TASKS AND EXERCISES ::
A: In the article on Stone Mountain Technologies, in which city is the company based?
B: Reproduce, word for word, the passage of the article on Stone Mountain Technologies starting with "Knoxville Business News" and going on through "direct-fired heating systems.".

TEXT EXTRACT ::
__________________________________________________

Stories of Technology, Innovation, & Entrepreneurship in the Southeast

Knoxville Business News Tennessee Mountain Scenery Background
January 12, 2015 | Tom Ballard

Stone Mountain Technologies focused on saving energy costs

Stone Mountain TechnologiesBy Tom Ballard, Director of Innovation and Entrepreneurial Initiatives, Pershing Yoakley & Associates, P.C.

Michael Garrabrant of Stone Mountain Technologies, Inc. (SMTI) says the technology that his company has developed “offers customers significant savings to heat their homes, businesses and water.”

In the case of this Johnson City-based company, the customers are not individual consumers, but the Original Equipment Manufacturers (OEMs) that produce the heat pumps, water heaters and other devices that heat and cool buildings. They will be buying SMTI’s components that enable sorption heat pumps to compete against “standard” direct-fired heating systems.

“Our technology could be in their products within 24 months,” Garrabrant says. “The timing is in their hands.”

In fact, there are two units currently undergoing field testing in NE Tennessee, and five more pending installation in the States of Washington, Oregon, Idaho and California.

__________________________________________________

RECORD LIST ::
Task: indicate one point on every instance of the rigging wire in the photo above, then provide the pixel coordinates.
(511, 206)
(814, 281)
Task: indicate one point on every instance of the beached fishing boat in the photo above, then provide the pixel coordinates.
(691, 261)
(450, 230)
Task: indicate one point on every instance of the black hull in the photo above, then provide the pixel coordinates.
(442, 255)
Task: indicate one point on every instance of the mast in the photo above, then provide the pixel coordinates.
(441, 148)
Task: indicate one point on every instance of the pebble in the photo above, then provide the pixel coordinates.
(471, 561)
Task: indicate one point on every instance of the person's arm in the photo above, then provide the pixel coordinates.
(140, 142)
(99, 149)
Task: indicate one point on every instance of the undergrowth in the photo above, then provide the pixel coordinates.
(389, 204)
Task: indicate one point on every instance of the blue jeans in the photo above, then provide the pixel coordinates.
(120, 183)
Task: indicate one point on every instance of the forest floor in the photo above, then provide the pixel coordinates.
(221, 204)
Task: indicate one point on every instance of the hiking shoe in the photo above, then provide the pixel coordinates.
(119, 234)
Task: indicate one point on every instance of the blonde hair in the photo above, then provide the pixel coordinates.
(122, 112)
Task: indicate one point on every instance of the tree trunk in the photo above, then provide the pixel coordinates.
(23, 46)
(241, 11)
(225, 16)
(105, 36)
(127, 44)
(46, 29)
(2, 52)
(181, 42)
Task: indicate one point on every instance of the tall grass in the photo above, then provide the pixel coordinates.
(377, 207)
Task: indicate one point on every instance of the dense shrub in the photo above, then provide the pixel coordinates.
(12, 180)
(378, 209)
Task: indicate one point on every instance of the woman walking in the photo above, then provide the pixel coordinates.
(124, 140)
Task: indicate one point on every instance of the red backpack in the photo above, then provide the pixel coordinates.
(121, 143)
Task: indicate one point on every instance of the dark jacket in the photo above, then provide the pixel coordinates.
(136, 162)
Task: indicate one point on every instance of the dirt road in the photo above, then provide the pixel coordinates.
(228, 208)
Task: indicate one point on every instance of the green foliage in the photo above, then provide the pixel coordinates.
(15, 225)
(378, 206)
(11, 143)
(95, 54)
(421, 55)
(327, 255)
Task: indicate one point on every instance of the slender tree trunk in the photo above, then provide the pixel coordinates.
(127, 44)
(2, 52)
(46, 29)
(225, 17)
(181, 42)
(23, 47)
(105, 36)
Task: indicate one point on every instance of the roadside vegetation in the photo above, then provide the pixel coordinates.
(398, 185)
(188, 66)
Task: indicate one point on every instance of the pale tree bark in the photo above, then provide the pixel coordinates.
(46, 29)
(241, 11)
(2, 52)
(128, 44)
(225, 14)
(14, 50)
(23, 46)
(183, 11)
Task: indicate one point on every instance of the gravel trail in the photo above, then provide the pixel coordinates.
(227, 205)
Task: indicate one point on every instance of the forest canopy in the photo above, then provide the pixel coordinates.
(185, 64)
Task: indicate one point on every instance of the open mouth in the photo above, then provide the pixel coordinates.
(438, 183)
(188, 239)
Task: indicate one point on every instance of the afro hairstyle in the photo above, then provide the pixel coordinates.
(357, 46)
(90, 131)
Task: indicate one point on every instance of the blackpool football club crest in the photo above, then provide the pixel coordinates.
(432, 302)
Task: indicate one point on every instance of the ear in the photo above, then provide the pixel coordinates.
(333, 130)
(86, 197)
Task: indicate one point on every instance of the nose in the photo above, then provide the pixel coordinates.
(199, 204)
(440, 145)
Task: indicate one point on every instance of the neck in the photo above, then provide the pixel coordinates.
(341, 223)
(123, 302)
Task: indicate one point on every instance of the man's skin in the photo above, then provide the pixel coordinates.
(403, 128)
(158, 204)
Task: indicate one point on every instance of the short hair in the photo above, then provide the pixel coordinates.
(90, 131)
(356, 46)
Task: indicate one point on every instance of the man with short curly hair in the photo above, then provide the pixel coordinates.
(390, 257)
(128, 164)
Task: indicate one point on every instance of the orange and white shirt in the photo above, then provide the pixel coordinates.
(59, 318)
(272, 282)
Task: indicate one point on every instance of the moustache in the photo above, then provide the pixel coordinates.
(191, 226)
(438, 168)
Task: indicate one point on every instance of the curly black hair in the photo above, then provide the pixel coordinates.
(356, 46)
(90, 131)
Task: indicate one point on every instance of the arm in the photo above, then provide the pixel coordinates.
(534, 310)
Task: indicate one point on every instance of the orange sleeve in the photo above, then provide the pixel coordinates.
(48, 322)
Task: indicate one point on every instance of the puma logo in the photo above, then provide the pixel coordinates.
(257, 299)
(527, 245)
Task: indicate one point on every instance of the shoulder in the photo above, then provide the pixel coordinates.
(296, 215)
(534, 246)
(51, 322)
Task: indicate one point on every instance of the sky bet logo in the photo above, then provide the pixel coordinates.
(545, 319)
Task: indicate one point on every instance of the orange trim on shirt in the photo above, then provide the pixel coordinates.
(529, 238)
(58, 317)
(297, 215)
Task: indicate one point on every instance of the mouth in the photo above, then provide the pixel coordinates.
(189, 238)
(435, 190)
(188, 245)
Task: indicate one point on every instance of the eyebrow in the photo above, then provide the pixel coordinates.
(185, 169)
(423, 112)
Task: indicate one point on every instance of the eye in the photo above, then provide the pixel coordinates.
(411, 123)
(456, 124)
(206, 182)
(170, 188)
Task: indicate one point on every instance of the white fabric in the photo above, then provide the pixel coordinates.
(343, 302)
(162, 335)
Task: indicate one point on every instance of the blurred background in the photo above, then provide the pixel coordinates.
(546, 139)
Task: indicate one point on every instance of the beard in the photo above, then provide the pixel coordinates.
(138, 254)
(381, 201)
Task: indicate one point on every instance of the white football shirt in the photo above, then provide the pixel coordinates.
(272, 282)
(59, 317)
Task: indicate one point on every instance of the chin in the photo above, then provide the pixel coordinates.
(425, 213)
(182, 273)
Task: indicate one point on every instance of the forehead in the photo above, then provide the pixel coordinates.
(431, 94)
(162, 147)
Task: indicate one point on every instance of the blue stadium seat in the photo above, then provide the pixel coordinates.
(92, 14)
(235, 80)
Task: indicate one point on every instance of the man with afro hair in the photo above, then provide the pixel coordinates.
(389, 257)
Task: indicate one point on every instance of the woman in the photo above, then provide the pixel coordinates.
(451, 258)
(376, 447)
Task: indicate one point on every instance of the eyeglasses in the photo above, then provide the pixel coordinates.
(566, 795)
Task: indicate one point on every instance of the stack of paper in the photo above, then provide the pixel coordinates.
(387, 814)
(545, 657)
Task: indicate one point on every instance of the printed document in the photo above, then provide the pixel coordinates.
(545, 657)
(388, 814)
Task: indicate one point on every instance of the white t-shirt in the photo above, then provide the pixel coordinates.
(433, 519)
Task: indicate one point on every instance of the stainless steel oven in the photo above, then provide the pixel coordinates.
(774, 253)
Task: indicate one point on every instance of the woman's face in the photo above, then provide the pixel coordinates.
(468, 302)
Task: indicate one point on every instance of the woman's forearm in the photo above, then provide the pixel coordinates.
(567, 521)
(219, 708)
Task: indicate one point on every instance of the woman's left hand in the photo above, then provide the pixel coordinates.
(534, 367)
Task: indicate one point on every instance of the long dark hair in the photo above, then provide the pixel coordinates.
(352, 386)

__________________________________________________

ANSWERS ::
A: Johnson City

B:
Knoxville Business News Tennessee Mountain Scenery Background
January 12, 2015 | Tom Ballard

Stone Mountain Technologies focused on saving energy costs

Stone Mountain TechnologiesBy Tom Ballard, Director of Innovation and Entrepreneurial Initiatives, Pershing Yoakley & Associates, P.C.

Michael Garrabrant of Stone Mountain Technologies, Inc. (SMTI) says the technology that his company has developed “offers customers significant savings to heat their homes, businesses and water.”

In the case of this Johnson City-based company, the customers are not individual consumers, but the Original Equipment Manufacturers (OEMs) that produce the heat pumps, water heaters and other devices that heat and cool buildings. They will be buying SMTI’s components that enable sorption heat pumps to compete against “standard” direct-fired heating systems.